» **INPUT FOR THIS TASK**
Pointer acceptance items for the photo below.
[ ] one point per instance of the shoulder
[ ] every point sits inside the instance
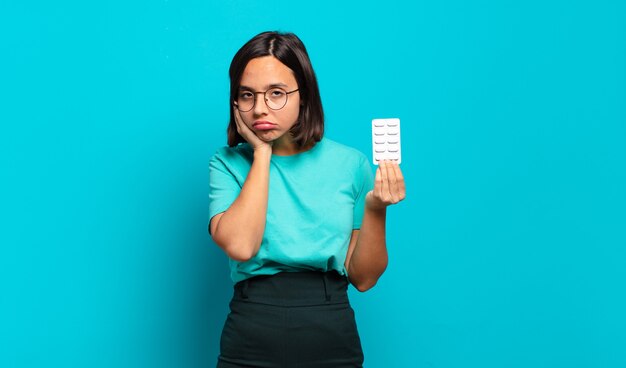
(240, 153)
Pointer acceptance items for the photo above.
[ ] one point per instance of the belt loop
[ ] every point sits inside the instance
(244, 289)
(324, 278)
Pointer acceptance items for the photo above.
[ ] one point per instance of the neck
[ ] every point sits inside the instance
(286, 147)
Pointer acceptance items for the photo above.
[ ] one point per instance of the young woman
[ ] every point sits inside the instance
(299, 216)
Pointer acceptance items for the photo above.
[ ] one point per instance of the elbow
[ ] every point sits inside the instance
(364, 286)
(240, 255)
(240, 251)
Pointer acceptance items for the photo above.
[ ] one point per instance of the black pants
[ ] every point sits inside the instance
(291, 320)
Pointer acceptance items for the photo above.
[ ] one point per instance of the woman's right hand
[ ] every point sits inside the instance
(255, 142)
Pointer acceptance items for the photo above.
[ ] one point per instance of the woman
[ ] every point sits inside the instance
(295, 213)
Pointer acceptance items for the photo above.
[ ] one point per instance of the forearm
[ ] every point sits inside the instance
(369, 259)
(240, 229)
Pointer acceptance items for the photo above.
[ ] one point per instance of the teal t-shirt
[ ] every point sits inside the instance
(316, 198)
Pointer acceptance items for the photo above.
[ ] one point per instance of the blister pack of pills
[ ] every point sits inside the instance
(386, 140)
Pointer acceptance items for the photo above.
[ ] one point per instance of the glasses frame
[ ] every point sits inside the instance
(287, 93)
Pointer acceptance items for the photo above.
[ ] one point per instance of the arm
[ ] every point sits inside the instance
(250, 208)
(367, 254)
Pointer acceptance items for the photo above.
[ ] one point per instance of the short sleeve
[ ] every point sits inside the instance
(223, 186)
(364, 182)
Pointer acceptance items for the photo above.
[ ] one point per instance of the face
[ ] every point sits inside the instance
(262, 74)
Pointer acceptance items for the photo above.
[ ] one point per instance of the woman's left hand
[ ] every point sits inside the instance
(388, 186)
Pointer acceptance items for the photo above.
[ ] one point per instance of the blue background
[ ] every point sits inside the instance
(509, 251)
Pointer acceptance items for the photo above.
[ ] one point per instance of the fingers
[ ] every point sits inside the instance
(378, 182)
(384, 188)
(401, 193)
(390, 187)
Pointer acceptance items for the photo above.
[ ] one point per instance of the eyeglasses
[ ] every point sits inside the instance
(275, 99)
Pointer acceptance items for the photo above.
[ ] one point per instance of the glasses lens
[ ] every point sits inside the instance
(276, 98)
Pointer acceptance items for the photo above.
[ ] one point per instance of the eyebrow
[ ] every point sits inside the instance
(273, 85)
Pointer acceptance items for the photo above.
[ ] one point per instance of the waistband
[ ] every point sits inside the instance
(292, 289)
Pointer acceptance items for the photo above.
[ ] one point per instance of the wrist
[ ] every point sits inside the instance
(263, 151)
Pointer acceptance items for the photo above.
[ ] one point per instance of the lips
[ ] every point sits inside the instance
(263, 125)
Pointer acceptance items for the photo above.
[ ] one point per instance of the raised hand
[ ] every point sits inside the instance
(388, 186)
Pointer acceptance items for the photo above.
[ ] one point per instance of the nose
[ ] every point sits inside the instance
(260, 107)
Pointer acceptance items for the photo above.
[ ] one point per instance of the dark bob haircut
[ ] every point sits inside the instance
(289, 50)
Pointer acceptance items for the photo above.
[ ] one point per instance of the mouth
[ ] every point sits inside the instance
(263, 125)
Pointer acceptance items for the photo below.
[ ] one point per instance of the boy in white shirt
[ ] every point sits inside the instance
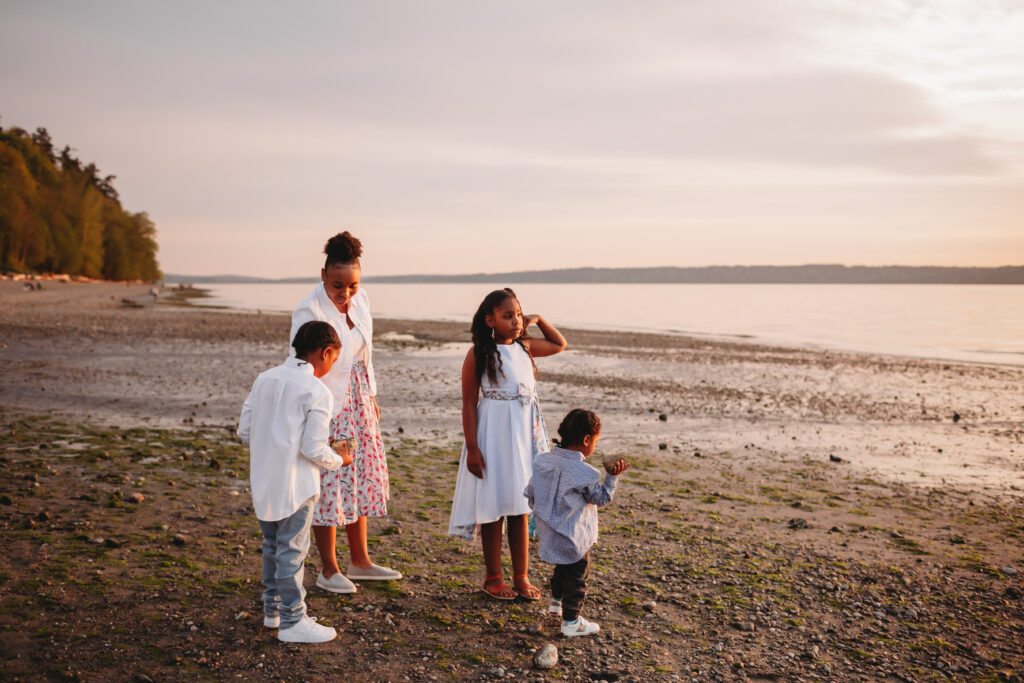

» **OBJECTIVE**
How many lines of the records contain the word "woman"? Reply with the number alone.

» **CORRECT OUTPUT**
4